::: Information given :::
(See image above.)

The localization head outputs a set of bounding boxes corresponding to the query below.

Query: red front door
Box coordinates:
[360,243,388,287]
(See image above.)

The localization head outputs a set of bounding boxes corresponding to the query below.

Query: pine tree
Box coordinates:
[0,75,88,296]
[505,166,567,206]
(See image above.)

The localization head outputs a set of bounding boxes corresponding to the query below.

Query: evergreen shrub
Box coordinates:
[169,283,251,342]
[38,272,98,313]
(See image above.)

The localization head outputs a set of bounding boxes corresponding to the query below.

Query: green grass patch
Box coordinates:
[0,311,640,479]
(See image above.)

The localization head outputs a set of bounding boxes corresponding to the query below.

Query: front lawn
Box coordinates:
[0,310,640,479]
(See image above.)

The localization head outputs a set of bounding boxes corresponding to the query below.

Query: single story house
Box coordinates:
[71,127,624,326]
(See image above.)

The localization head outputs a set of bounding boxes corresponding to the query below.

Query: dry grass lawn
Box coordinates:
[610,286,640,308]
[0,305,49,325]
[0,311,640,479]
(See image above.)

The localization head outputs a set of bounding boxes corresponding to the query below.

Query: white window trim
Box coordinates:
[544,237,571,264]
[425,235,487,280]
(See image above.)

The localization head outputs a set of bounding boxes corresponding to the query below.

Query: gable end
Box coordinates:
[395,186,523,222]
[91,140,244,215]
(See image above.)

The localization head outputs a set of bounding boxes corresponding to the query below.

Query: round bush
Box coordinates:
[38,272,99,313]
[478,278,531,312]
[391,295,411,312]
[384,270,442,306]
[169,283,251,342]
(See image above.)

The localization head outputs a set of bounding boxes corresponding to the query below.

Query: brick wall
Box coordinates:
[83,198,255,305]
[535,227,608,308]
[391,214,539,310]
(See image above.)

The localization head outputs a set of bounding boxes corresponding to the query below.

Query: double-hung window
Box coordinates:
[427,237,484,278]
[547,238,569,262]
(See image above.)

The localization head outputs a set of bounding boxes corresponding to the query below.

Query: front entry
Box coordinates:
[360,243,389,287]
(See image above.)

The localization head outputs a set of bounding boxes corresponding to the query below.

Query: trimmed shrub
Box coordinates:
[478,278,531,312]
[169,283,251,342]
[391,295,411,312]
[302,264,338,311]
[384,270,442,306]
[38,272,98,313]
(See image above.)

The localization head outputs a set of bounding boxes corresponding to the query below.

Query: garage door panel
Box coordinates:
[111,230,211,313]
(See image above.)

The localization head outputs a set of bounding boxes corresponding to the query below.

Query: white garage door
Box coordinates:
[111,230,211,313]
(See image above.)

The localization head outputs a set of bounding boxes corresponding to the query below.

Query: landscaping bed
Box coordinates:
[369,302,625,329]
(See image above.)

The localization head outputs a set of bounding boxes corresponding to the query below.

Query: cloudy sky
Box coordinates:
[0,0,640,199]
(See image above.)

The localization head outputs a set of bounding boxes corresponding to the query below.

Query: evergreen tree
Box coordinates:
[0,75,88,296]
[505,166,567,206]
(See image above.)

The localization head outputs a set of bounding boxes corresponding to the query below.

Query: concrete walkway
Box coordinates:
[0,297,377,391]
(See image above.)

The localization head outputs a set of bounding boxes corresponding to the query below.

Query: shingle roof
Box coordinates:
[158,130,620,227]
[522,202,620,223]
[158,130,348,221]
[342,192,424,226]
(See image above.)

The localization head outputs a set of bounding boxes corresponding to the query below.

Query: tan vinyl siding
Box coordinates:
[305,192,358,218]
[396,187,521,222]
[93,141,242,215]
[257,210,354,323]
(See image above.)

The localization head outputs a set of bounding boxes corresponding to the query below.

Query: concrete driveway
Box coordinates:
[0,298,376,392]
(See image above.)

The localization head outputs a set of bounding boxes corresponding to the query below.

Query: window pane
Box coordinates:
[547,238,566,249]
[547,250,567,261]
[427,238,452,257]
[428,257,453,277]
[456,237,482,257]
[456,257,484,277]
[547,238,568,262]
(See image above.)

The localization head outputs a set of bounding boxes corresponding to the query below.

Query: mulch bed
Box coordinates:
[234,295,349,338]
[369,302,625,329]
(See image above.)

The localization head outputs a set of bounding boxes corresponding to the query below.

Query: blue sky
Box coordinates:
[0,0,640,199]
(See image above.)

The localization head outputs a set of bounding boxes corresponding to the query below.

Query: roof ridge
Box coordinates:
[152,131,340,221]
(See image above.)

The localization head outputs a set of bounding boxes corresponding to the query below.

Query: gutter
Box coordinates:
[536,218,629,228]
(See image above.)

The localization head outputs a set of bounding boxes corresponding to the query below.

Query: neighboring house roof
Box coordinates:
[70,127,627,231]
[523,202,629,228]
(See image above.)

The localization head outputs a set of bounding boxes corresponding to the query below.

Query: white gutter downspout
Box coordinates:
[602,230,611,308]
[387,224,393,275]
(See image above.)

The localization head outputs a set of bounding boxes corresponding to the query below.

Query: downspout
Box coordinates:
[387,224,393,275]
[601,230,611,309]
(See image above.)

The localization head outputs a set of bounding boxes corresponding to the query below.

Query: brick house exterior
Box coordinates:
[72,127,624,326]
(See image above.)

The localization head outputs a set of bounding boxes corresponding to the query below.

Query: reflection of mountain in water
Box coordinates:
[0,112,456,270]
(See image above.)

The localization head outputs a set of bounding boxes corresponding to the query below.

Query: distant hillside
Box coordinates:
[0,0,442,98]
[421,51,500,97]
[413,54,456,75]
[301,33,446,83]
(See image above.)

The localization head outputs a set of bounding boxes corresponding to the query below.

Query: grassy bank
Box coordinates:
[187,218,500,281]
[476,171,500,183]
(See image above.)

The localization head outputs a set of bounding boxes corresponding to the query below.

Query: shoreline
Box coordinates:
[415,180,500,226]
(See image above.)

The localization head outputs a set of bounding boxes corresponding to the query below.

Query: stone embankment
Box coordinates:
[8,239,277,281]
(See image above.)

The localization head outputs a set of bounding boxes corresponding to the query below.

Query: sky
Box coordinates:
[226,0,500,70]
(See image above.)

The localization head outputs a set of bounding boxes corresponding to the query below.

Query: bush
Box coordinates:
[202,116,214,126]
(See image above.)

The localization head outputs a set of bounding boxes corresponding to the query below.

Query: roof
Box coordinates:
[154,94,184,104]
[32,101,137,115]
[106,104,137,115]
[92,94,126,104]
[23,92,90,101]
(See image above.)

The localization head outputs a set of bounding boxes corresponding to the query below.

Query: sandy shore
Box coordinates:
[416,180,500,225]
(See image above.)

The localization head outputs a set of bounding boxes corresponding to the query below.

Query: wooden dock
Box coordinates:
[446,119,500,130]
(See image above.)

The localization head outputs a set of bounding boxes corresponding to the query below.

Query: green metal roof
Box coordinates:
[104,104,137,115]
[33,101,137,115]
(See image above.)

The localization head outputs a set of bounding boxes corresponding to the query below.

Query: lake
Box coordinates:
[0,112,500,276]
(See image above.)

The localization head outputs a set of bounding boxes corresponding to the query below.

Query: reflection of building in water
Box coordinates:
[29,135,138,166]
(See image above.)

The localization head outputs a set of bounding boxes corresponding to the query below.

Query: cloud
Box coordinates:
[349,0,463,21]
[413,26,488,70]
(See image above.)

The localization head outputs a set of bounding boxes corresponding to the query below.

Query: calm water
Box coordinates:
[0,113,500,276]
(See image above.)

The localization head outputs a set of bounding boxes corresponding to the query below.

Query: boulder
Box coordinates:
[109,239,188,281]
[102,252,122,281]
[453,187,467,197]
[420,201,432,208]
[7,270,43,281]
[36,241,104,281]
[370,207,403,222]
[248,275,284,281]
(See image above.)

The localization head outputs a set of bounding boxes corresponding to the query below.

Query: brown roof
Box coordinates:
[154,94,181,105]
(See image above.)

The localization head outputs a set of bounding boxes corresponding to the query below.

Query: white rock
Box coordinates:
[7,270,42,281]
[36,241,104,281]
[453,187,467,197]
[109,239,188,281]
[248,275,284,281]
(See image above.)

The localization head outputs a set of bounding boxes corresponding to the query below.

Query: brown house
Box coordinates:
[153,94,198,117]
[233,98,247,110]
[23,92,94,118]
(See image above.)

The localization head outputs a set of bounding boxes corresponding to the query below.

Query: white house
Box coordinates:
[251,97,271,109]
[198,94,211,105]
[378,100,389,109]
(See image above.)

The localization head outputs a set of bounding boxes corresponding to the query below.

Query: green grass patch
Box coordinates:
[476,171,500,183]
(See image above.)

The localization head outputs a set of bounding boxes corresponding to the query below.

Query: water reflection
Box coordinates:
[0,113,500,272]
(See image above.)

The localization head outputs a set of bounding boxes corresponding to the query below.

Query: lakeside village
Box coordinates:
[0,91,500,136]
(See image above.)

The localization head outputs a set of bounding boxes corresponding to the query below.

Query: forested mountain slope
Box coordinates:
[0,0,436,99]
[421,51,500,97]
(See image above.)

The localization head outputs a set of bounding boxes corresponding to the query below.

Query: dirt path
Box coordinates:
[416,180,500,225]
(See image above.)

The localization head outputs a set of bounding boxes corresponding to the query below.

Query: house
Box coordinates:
:::
How many lines in the listing above contain the string "roof"? Matching is case-sensitive; reply with the number only.

6